EXERCISE PROMPT: Could you please transcribe the data exactly, without the pictures?

Stored data:
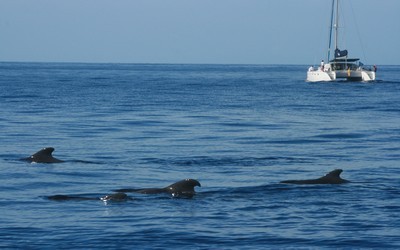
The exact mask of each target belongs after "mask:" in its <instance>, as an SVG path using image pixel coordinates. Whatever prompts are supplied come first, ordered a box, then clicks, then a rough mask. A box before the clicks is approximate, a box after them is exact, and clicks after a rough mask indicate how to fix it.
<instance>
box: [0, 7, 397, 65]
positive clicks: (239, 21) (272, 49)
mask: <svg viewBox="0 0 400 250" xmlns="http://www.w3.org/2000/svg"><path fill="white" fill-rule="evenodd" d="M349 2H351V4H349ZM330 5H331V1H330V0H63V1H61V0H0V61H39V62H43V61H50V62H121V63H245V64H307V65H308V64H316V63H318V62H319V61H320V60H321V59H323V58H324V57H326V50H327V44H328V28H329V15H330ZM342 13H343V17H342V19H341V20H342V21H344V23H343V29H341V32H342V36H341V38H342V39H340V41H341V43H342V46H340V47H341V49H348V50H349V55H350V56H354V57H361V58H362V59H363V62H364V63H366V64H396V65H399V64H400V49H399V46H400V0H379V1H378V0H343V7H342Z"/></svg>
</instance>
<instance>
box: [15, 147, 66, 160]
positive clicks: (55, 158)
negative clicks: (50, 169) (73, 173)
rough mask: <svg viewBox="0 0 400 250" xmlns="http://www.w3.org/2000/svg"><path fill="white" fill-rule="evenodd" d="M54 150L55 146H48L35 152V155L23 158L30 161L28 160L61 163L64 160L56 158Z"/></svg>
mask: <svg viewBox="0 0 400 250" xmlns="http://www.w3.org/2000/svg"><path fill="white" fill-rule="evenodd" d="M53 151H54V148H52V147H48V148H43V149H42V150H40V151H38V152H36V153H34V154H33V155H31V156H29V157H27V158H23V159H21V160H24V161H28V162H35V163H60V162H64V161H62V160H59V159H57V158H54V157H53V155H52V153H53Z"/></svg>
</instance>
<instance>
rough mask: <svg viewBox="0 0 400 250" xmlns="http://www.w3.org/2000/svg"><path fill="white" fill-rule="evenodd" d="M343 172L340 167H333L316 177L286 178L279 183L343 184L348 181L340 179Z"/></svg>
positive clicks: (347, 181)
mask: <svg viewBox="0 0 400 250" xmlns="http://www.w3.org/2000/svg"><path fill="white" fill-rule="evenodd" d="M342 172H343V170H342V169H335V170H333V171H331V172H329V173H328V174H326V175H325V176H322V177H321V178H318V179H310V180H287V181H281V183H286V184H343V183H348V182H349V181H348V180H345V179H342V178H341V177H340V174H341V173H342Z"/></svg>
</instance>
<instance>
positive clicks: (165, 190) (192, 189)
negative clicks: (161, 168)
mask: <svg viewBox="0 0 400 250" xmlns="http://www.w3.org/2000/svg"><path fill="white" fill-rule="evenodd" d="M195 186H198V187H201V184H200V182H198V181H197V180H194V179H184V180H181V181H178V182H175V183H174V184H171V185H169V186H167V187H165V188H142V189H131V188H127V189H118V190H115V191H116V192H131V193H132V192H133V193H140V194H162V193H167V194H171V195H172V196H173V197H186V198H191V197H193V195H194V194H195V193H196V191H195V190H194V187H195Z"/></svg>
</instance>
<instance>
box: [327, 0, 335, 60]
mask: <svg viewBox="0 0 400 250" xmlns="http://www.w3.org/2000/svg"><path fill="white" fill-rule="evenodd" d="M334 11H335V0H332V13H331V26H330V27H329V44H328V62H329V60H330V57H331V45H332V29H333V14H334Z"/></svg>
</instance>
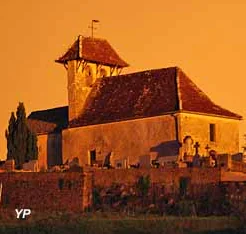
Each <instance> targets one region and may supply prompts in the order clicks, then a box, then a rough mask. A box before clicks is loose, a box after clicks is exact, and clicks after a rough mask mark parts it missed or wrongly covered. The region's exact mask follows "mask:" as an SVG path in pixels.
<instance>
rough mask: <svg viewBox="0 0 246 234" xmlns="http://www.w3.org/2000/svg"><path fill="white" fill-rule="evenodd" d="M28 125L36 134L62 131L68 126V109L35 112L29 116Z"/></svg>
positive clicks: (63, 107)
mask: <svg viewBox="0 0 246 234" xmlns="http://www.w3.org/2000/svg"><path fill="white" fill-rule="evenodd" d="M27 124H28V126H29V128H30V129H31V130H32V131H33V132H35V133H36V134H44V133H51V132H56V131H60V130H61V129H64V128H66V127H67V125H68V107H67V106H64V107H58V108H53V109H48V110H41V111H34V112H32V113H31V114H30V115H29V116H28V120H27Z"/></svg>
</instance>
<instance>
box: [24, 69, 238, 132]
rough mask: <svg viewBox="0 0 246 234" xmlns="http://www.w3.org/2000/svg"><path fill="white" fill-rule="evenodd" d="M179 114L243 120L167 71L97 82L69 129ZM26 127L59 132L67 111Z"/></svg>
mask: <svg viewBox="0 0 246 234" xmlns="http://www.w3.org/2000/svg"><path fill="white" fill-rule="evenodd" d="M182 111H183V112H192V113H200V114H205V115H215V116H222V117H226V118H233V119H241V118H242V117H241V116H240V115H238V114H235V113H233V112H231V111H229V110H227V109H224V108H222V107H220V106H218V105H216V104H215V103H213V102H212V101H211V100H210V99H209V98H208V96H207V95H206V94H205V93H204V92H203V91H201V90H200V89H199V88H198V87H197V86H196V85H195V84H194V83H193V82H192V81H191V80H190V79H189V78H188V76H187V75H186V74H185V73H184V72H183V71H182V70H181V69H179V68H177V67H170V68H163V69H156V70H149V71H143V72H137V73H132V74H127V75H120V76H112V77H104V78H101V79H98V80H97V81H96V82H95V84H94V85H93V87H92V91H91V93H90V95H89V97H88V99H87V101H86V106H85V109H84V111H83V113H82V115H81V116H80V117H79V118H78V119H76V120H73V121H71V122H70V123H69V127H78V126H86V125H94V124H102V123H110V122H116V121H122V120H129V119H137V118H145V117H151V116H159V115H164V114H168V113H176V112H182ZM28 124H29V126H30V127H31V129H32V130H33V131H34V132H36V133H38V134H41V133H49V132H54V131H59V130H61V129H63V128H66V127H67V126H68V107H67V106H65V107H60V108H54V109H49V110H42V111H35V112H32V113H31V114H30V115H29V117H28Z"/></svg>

SOLUTION:
The exact mask of each target belongs after "mask:" in its <instance>, as an SVG path using image pixel coordinates. Whatever prompts are supplied come first, ordered a box, then clicks, then a rough mask. A box before the clicks is approximate, a box after them is exact, and clicks after a rough mask indicate how to fix it.
<instance>
box: [0, 7, 397, 65]
positive clicks: (239, 21) (272, 49)
mask: <svg viewBox="0 0 400 250" xmlns="http://www.w3.org/2000/svg"><path fill="white" fill-rule="evenodd" d="M349 2H351V4H349ZM330 5H331V1H330V0H63V1H61V0H0V61H39V62H43V61H50V62H121V63H245V64H307V65H308V64H316V63H318V62H319V61H320V60H321V59H323V58H324V57H326V50H327V44H328V28H329V15H330ZM342 13H343V17H342V19H341V20H342V21H344V23H343V29H341V32H342V36H341V38H342V39H340V41H341V43H342V46H340V47H341V49H348V50H349V55H350V56H354V57H361V58H362V59H363V62H364V63H366V64H396V65H399V64H400V49H399V46H400V0H379V1H378V0H343V7H342Z"/></svg>
</instance>
<instance>
box: [15, 147, 66, 160]
positive clicks: (55, 158)
negative clicks: (50, 169) (73, 173)
rough mask: <svg viewBox="0 0 400 250" xmlns="http://www.w3.org/2000/svg"><path fill="white" fill-rule="evenodd" d="M54 150L55 146H48L35 152V155L23 158L30 161L28 160L61 163L64 160L56 158Z"/></svg>
mask: <svg viewBox="0 0 400 250" xmlns="http://www.w3.org/2000/svg"><path fill="white" fill-rule="evenodd" d="M53 151H54V148H52V147H48V148H43V149H42V150H40V151H38V152H36V153H34V154H33V155H31V156H29V157H27V158H23V159H21V160H24V161H28V162H35V163H60V162H64V161H62V160H59V159H57V158H54V157H53V155H52V153H53Z"/></svg>
</instance>
<instance>
rough mask: <svg viewBox="0 0 400 250" xmlns="http://www.w3.org/2000/svg"><path fill="white" fill-rule="evenodd" d="M343 172L340 167H333L316 177L286 178L279 183L343 184L348 181L340 179Z"/></svg>
positive clicks: (347, 181)
mask: <svg viewBox="0 0 400 250" xmlns="http://www.w3.org/2000/svg"><path fill="white" fill-rule="evenodd" d="M342 172H343V170H342V169H335V170H333V171H331V172H329V173H328V174H326V175H325V176H322V177H321V178H318V179H310V180H287V181H281V183H286V184H343V183H348V182H349V181H348V180H345V179H342V178H341V177H340V174H341V173H342Z"/></svg>
</instance>
<instance>
positive clicks: (165, 190) (192, 189)
negative clicks: (161, 168)
mask: <svg viewBox="0 0 400 250" xmlns="http://www.w3.org/2000/svg"><path fill="white" fill-rule="evenodd" d="M195 186H198V187H201V184H200V182H198V181H197V180H194V179H184V180H181V181H178V182H175V183H174V184H171V185H169V186H167V187H165V188H142V189H131V188H127V189H118V190H115V191H116V192H131V193H132V192H133V193H140V194H162V193H167V194H171V195H172V196H173V197H186V198H191V197H193V195H194V194H195V193H196V191H195V190H194V187H195Z"/></svg>
</instance>
<instance>
box: [327, 0, 335, 60]
mask: <svg viewBox="0 0 400 250" xmlns="http://www.w3.org/2000/svg"><path fill="white" fill-rule="evenodd" d="M334 11H335V0H332V13H331V26H330V27H329V44H328V62H329V60H330V57H331V45H332V29H333V14H334Z"/></svg>
</instance>
Each <instance> targets one region and may supply prompts in the order clicks, then a box, then a rough mask. A box before clicks is loose, a box after clicks is exact, and clicks after a rough mask mark parts it missed or wrongly covered. The region's exact mask follows "mask:" as an SVG path in pixels.
<instance>
rough mask: <svg viewBox="0 0 246 234" xmlns="http://www.w3.org/2000/svg"><path fill="white" fill-rule="evenodd" d="M28 125L36 134L62 131L68 126V109L35 112L29 116Z"/></svg>
positive clicks: (63, 107)
mask: <svg viewBox="0 0 246 234" xmlns="http://www.w3.org/2000/svg"><path fill="white" fill-rule="evenodd" d="M27 124H28V126H29V128H30V129H31V130H32V131H33V132H35V133H36V134H44V133H51V132H56V131H60V130H61V129H64V128H66V127H67V125H68V107H67V106H64V107H58V108H53V109H48V110H41V111H34V112H32V113H31V114H30V115H29V116H28V120H27Z"/></svg>
</instance>
<instance>
box: [24, 69, 238, 132]
rough mask: <svg viewBox="0 0 246 234" xmlns="http://www.w3.org/2000/svg"><path fill="white" fill-rule="evenodd" d="M179 114L243 120L167 71L97 82L69 129ZM26 127L59 132L67 111Z"/></svg>
mask: <svg viewBox="0 0 246 234" xmlns="http://www.w3.org/2000/svg"><path fill="white" fill-rule="evenodd" d="M182 111H183V112H192V113H200V114H205V115H215V116H222V117H226V118H233V119H241V118H242V117H241V116H240V115H238V114H235V113H233V112H231V111H229V110H227V109H224V108H222V107H220V106H218V105H216V104H215V103H213V102H212V101H211V100H210V99H209V98H208V96H207V95H206V94H205V93H204V92H203V91H201V90H200V89H199V88H198V87H197V86H196V85H195V84H194V83H193V82H192V81H191V80H190V79H189V78H188V76H187V75H186V74H185V73H184V72H183V71H182V70H181V69H179V68H177V67H170V68H163V69H156V70H149V71H143V72H137V73H132V74H127V75H120V76H112V77H104V78H101V79H98V80H97V81H96V82H95V84H94V85H93V87H92V91H91V93H90V95H89V97H88V99H87V101H86V106H85V109H84V111H83V113H82V115H81V116H80V117H79V118H78V119H76V120H73V121H71V122H70V123H69V127H78V126H86V125H94V124H102V123H110V122H116V121H122V120H129V119H137V118H145V117H151V116H159V115H164V114H168V113H176V112H182ZM28 124H29V126H30V127H31V129H32V130H33V131H34V132H36V133H38V134H41V133H49V132H54V131H59V130H61V129H63V128H66V127H67V126H68V107H67V106H65V107H60V108H54V109H49V110H42V111H35V112H32V113H31V114H30V115H29V117H28Z"/></svg>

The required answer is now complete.